**Work request**
Each record that follows should be repeated exactly, minus any images.

**Data under study**
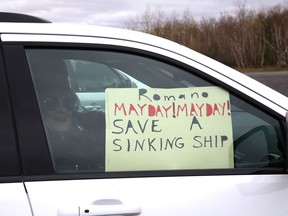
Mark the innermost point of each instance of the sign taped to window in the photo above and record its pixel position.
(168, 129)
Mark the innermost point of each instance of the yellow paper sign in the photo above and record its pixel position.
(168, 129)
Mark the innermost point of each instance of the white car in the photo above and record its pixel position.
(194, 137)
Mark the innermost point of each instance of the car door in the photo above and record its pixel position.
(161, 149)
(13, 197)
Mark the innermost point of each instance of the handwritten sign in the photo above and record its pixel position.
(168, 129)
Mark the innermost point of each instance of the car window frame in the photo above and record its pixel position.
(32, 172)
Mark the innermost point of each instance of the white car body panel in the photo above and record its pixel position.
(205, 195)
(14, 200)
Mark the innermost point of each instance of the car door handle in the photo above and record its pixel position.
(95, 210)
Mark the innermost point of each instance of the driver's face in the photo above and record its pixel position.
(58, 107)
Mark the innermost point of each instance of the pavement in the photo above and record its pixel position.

**Written solution**
Mark the innermost point of each instance of the sign taped to window in the photo above and record its pixel position.
(168, 129)
Mark the innermost point of each instance of the yellow paper sign in the photo above and record its pixel position.
(168, 129)
Mark the innermost point of each instance of the white car in the photo above and record its pixel position.
(194, 137)
Mark the innermost point of each instance of the car door in the photo above and record its pixel position.
(161, 149)
(13, 197)
Mark the innermost point of each instance of the handwritten sign in the photo above and record its pixel position.
(168, 129)
Mark the innermost point of each instance of the car window frame in the photo above and record its pixel position.
(32, 172)
Mark the innermost point of each instance of the white car body panel in the photo above and record its pixel position.
(205, 195)
(14, 200)
Mark the innermost point of each instance of the car door handle in the photo above and record its pixel position.
(95, 210)
Mark the innermost point of each instance of the driver's face in the photo above and record its pixel position.
(58, 107)
Mark the innermost point of each instance of the pavement in the photo above and record its pixel position.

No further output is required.